Data to process:
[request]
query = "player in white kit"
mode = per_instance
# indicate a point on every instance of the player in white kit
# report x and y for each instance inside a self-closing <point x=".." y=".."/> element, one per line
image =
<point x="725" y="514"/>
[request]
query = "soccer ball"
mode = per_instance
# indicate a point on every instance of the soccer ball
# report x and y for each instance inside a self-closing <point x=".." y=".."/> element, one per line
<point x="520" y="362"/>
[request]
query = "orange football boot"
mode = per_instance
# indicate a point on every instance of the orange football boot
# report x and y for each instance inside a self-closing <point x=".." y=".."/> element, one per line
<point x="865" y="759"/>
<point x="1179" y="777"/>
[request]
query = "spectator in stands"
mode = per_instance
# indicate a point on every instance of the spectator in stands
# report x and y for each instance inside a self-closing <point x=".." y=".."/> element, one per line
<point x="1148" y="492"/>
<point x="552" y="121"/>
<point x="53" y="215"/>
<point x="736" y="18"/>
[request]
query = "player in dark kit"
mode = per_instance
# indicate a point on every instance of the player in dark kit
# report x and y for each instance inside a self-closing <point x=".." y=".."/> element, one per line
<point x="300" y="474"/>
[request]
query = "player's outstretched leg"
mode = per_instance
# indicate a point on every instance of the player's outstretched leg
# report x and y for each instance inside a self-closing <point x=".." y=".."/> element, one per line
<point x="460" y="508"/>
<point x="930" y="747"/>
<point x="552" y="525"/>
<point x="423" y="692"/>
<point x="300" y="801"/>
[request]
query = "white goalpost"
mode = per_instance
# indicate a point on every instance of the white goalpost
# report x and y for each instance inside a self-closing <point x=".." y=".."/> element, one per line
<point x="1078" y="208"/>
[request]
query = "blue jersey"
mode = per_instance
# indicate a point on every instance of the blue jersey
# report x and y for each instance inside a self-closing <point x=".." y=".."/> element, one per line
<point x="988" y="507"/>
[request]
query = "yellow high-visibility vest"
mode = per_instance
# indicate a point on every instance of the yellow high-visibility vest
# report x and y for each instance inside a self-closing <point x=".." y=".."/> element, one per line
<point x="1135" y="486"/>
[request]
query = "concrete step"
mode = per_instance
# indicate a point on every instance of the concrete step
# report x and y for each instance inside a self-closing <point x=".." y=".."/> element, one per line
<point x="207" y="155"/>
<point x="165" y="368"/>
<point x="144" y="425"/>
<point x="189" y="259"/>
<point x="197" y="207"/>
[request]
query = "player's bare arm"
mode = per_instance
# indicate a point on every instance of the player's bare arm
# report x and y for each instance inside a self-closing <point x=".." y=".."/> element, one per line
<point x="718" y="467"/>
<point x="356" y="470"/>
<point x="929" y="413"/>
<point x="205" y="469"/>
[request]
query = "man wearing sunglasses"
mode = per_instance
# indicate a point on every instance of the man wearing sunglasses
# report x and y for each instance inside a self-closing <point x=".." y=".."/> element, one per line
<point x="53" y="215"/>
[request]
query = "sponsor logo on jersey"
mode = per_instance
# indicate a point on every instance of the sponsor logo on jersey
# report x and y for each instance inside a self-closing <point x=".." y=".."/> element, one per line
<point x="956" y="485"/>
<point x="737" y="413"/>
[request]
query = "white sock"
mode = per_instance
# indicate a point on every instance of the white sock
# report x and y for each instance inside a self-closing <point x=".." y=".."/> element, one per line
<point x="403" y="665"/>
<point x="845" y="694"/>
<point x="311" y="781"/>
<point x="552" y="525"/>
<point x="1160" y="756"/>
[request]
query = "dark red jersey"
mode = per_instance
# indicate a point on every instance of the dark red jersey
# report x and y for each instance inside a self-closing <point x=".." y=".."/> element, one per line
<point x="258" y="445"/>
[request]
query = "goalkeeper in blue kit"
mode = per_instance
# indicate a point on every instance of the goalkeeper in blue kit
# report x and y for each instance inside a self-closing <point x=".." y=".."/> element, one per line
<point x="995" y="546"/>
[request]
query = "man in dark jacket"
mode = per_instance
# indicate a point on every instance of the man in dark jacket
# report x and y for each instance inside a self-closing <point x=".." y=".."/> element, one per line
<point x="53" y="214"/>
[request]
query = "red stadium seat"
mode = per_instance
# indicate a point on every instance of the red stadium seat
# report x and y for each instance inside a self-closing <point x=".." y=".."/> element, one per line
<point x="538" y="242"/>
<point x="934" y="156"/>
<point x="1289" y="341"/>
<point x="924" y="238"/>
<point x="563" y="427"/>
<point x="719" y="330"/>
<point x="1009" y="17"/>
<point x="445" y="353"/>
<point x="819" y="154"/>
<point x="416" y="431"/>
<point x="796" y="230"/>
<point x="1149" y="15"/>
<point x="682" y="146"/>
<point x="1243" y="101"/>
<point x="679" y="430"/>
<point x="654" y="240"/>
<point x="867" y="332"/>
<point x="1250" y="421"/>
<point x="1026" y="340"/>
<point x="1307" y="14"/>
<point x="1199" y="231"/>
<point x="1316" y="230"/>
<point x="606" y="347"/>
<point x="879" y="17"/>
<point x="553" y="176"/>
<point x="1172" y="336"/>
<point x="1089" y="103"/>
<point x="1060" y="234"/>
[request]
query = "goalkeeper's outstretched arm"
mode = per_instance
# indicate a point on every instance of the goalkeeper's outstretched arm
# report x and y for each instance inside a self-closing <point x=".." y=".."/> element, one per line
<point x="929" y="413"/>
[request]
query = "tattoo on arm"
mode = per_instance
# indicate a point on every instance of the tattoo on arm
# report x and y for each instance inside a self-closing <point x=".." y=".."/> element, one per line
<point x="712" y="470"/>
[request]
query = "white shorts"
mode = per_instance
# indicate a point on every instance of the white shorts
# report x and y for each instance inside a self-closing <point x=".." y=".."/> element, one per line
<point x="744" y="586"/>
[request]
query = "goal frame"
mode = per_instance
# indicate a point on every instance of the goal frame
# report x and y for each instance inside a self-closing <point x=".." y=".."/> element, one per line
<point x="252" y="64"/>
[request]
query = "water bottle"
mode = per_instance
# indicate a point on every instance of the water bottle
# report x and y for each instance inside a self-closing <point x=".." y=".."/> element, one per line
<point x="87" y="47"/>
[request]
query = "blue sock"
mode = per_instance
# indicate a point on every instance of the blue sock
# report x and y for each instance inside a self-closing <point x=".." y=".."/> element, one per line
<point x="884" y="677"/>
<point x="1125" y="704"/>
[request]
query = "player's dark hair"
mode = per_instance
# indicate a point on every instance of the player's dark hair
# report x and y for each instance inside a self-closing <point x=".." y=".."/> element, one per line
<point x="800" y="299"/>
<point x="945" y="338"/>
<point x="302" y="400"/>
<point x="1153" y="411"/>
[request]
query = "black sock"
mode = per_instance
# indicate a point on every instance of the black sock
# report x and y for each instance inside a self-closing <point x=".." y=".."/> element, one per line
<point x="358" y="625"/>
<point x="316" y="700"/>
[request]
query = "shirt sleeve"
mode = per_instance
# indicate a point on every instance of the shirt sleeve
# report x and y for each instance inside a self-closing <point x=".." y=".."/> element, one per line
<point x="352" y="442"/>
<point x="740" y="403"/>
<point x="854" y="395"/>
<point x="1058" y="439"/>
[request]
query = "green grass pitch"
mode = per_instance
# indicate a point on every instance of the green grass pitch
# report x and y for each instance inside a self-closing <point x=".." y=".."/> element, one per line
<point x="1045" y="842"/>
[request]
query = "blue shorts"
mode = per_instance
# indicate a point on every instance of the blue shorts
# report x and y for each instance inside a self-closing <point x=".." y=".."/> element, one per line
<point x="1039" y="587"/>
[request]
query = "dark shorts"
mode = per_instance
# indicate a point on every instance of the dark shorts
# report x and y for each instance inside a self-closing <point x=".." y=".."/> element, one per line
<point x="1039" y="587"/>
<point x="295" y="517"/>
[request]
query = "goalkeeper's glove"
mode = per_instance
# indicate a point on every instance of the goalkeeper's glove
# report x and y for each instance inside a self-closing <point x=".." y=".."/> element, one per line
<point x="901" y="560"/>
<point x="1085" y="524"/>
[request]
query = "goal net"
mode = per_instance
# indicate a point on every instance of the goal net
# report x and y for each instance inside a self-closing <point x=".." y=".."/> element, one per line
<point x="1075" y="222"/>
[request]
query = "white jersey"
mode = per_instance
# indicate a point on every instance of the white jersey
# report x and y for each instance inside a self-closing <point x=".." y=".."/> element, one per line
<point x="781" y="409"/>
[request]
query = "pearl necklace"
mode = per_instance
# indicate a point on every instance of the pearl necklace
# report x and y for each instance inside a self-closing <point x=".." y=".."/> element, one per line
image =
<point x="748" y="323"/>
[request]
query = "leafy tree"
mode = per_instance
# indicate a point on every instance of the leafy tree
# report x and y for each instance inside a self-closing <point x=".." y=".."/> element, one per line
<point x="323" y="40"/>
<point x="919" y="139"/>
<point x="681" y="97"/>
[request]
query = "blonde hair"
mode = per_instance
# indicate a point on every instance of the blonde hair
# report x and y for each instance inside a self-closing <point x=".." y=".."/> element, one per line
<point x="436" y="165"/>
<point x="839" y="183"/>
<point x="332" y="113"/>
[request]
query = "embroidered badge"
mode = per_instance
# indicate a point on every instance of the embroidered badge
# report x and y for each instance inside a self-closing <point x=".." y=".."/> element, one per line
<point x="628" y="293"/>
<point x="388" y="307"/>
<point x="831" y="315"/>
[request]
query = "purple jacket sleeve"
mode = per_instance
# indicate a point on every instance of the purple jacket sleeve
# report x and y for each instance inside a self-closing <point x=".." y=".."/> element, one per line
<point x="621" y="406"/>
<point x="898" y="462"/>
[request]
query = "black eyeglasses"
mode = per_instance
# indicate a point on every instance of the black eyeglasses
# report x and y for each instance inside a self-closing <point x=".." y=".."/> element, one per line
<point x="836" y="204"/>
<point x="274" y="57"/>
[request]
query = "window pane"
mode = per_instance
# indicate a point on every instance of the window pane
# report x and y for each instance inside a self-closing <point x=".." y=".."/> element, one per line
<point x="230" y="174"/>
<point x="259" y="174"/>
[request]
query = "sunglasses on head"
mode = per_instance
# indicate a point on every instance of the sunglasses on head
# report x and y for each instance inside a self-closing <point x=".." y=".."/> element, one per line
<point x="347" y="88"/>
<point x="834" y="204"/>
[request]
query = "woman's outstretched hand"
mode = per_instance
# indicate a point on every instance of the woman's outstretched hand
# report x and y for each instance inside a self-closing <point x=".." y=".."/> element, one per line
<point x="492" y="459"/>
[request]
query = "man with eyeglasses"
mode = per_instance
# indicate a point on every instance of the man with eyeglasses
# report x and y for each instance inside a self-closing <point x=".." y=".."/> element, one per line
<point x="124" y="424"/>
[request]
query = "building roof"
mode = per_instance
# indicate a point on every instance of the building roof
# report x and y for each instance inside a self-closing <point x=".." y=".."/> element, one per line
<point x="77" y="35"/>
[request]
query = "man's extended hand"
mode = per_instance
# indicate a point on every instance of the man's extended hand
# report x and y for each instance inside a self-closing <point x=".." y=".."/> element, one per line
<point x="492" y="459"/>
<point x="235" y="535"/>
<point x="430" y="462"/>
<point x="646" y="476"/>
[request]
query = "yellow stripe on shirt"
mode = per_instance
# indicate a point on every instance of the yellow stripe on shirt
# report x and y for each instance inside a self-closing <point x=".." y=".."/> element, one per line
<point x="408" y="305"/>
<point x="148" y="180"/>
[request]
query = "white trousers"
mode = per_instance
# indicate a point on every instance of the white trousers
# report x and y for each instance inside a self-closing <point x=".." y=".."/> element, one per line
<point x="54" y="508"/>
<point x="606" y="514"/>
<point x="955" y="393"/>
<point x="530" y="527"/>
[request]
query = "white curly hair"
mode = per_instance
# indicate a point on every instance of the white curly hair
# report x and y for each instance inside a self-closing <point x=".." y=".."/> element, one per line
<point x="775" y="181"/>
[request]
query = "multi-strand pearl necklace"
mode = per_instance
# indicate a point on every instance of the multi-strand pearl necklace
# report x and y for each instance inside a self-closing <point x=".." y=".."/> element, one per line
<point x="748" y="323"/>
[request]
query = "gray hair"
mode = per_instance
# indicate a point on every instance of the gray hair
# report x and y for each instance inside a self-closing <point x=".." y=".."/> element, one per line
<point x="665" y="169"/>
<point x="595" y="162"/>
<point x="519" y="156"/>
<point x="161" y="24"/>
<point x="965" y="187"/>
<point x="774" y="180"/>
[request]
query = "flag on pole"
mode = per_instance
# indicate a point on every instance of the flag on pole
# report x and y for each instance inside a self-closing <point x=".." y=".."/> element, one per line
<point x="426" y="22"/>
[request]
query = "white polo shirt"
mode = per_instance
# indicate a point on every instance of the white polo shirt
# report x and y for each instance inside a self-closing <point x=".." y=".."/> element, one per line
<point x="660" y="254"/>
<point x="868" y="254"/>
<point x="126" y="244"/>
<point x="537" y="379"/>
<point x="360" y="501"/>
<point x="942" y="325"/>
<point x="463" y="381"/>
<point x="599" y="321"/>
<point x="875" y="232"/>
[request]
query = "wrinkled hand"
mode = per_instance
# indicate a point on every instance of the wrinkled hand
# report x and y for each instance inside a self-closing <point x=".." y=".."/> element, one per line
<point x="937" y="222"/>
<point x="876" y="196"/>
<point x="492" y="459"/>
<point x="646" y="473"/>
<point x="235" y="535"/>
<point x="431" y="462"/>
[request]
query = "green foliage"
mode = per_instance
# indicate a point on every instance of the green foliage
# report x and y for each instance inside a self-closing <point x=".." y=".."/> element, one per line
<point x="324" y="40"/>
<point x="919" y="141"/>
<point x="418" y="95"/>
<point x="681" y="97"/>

Assignment:
Filter the records above and return every line that holds the word "head".

Answer:
query = "sunglasses on head"
# indicate a point on every instance of the sunglasses on head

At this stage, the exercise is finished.